Compito assegnato A:
Riporta in un elenco numerato, senza righe vuote, le righe dei record che vanno dalla riga contenente "Target: sturmtifo.com logo" fino alla fine dei record, estremi inclusi. Non includere le immagini nella risposta.

#### Brano estratto

Quindi se azzerassimo utopicamente le emissioni da produzione elettrica distruggendo completamente e irreversibilmente il nostro patrimonio agronaturale e storico-culturale con dilaganti impianti industriali rinnovabili ridurremmo di un ridicolo, infinitesimale e quindi assolutamente inutile 0.15% (=0.71 × 0.22) le nostre emissioni, senza nessunissimo effetto sui cambiamenti climatici come invece sbandiera il falso alibi dei saccheggiatori tinti di fintoverde.
Del resto MEZZA ITALIA È GIÀ MASSACRATA DA ANNI DA QUESTA MONNEZZA che aumenta e dilaga inesorabile e ha già compromesso buona parte delpiù fragile Sud (1700 pale già feriscono a morte l’ex provincia granaria di Foggia), indifeso e più esposto alla criminalità, per poi rimandare la corrente al Nord energivoro con ulteriori lievitazioni dei costi. MA, malgrado questo già grande sacrificio, NESSUN MIGLIORAMENTO C’È STATO NELLE DINAMICHE CLIMATICHE, anzi…
Anzi…l’International Energy Agency (IEA), nel World Energy Outlook del 2023, sottolinea come il governo cinese preveda di arrivare al picco delle emissioni nel 2030, per cui non possiamo che prevedere ulteriori folli aumenti delle emissioni cinesi di CO2. Ma è allora qui che andrebbero ridotte le enormi emissioni climalteranti, responsabili dei cambiamenti climatici globali, malgrado certe masochistiche sviolinate dei media occidentali che assolvono il bravo Dragone per 4 specchietti fotovoltaici (per le allodole).

########
#### Record del dataset

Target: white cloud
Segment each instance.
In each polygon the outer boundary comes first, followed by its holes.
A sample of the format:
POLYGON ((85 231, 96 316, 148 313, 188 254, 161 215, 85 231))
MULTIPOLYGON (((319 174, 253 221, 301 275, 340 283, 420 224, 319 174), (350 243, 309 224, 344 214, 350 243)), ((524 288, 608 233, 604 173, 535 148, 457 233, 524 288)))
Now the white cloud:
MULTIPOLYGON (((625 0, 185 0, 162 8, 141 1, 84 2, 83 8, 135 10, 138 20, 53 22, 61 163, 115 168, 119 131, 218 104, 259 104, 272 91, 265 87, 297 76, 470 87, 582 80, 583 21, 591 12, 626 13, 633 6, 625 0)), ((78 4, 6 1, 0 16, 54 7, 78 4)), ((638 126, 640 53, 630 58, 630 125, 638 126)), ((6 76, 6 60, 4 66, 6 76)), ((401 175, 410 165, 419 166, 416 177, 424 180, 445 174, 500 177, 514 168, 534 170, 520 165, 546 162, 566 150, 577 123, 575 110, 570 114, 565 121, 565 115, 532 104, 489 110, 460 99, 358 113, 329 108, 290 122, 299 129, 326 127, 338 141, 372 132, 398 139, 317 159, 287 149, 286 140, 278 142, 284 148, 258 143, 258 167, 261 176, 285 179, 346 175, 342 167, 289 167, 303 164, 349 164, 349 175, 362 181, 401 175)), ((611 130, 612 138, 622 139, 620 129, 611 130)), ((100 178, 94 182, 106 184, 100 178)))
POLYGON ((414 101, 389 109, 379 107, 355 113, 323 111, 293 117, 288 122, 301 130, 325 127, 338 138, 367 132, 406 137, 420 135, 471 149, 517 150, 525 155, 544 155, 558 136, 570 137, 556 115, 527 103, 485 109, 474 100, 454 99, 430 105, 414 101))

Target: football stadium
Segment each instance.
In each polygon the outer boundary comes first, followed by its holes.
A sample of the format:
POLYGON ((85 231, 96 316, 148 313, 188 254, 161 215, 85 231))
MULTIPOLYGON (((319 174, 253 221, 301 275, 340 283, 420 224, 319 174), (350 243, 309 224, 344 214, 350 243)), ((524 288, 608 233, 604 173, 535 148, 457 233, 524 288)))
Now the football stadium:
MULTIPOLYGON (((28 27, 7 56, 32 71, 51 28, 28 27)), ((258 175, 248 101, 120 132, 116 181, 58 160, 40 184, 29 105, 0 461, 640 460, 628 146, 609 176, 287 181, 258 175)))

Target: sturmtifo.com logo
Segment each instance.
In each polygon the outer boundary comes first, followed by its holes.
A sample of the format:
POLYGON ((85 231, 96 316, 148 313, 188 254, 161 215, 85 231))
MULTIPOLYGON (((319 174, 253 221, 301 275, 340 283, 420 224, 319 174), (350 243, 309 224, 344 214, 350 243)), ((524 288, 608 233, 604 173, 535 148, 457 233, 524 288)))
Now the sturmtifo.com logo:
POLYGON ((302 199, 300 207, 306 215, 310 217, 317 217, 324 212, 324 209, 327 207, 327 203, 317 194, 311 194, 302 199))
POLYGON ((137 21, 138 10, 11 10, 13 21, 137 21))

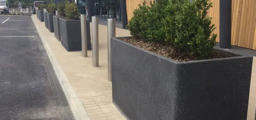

########

Compito assegnato B:
Ripeti il brano sulle emissioni da "Quindi se azzerassimo" a "tinti di fintoverde.", estremi inclusi.

Risposta all'esercizio A:
1. Target: sturmtifo.com logo
2. Segment each instance.
3. In each polygon the outer boundary comes first, followed by its holes.
4. A sample of the format:
5. POLYGON ((85 231, 96 316, 148 313, 188 254, 161 215, 85 231))
6. MULTIPOLYGON (((319 174, 253 221, 301 275, 340 283, 420 224, 319 174), (350 243, 309 224, 344 214, 350 243)), ((524 288, 608 233, 604 173, 535 148, 457 233, 524 288)))
7. Now the sturmtifo.com logo:
8. POLYGON ((302 199, 300 207, 306 215, 310 217, 317 217, 324 212, 324 209, 327 207, 327 203, 317 194, 311 194, 302 199))
9. POLYGON ((137 21, 138 10, 11 10, 13 21, 137 21))

Risposta all'esercizio B:
Quindi se azzerassimo utopicamente le emissioni da produzione elettrica distruggendo completamente e irreversibilmente il nostro patrimonio agronaturale e storico-culturale con dilaganti impianti industriali rinnovabili ridurremmo di un ridicolo, infinitesimale e quindi assolutamente inutile 0.15% (=0.71 × 0.22) le nostre emissioni, senza nessunissimo effetto sui cambiamenti climatici come invece sbandiera il falso alibi dei saccheggiatori tinti di fintoverde.